**Given information:**

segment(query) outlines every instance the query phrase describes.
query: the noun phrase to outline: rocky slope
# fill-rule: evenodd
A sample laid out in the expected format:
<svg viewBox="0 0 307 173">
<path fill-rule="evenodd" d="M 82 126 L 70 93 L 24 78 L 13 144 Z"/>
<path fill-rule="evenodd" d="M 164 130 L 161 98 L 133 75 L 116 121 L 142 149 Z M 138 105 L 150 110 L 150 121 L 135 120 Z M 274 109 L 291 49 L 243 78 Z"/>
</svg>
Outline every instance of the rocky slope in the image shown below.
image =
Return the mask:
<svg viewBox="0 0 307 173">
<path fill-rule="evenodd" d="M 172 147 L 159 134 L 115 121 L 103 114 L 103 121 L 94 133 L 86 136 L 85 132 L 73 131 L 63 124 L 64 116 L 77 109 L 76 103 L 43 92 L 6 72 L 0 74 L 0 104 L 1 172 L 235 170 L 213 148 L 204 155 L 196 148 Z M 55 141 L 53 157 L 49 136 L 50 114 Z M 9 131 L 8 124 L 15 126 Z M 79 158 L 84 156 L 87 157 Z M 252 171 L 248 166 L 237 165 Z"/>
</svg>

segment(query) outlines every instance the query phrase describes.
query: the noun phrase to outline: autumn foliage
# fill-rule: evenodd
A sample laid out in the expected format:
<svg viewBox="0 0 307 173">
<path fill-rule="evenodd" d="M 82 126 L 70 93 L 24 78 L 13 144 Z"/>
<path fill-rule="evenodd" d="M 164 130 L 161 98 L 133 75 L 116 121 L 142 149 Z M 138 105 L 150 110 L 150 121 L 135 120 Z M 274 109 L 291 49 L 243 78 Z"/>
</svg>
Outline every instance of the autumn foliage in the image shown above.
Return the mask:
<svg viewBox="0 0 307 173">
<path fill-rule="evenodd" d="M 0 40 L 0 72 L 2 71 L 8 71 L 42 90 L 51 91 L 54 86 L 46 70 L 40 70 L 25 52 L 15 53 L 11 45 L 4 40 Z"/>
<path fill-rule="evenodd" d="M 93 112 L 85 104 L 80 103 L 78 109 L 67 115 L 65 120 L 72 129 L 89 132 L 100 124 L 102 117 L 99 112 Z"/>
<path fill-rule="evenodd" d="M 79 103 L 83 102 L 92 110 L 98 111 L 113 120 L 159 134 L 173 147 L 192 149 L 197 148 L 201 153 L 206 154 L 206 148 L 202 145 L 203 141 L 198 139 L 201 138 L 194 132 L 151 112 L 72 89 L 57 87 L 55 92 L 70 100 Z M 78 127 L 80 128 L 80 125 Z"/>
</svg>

**Stated task:**
Extract, word for word, each line of the listing above.

**Answer to the task:**
segment(query) outlines every instance the query phrase describes.
query: the noun phrase to outline: rocky slope
# fill-rule: evenodd
A sample laid out in the expected format:
<svg viewBox="0 0 307 173">
<path fill-rule="evenodd" d="M 82 126 L 70 93 L 24 78 L 13 144 Z"/>
<path fill-rule="evenodd" d="M 164 130 L 161 98 L 133 75 L 116 121 L 142 149 Z M 138 105 L 150 110 L 150 121 L 135 120 Z M 274 109 L 291 49 L 243 78 Z"/>
</svg>
Outline every instance of the rocky slope in the image shown below.
image =
Return the mask:
<svg viewBox="0 0 307 173">
<path fill-rule="evenodd" d="M 172 147 L 159 134 L 115 121 L 103 114 L 103 121 L 94 133 L 86 136 L 85 132 L 73 131 L 63 124 L 64 116 L 77 109 L 76 103 L 43 92 L 6 72 L 0 74 L 0 104 L 1 172 L 235 170 L 213 148 L 204 155 L 196 148 Z M 55 141 L 53 157 L 49 136 L 50 114 Z M 9 131 L 8 124 L 15 126 Z M 79 158 L 84 156 L 87 157 Z M 252 171 L 248 166 L 237 165 Z"/>
</svg>

segment(query) outlines every instance the query phrase describes.
query: the noun phrase to outline: autumn foliage
# fill-rule: evenodd
A sample laid out in the expected format:
<svg viewBox="0 0 307 173">
<path fill-rule="evenodd" d="M 82 126 L 70 93 L 24 78 L 13 144 Z"/>
<path fill-rule="evenodd" d="M 164 130 L 161 98 L 133 75 L 116 121 L 142 149 Z M 138 105 L 150 110 L 150 121 L 135 120 Z M 274 109 L 291 49 L 243 78 Z"/>
</svg>
Outline every instance of the autumn foliage in the image shown above.
Return the mask:
<svg viewBox="0 0 307 173">
<path fill-rule="evenodd" d="M 0 40 L 0 72 L 2 71 L 8 71 L 42 90 L 51 91 L 54 86 L 46 70 L 40 70 L 25 52 L 15 53 L 11 45 L 4 40 Z"/>
<path fill-rule="evenodd" d="M 93 112 L 85 104 L 80 103 L 78 109 L 67 115 L 65 120 L 72 129 L 89 132 L 100 124 L 102 117 L 99 112 Z"/>
<path fill-rule="evenodd" d="M 79 103 L 83 102 L 92 110 L 98 111 L 113 120 L 159 134 L 173 147 L 192 149 L 197 148 L 201 153 L 206 154 L 206 148 L 202 145 L 203 141 L 198 139 L 201 138 L 194 132 L 151 112 L 72 89 L 57 87 L 55 92 L 70 100 Z M 78 127 L 80 128 L 80 125 Z"/>
</svg>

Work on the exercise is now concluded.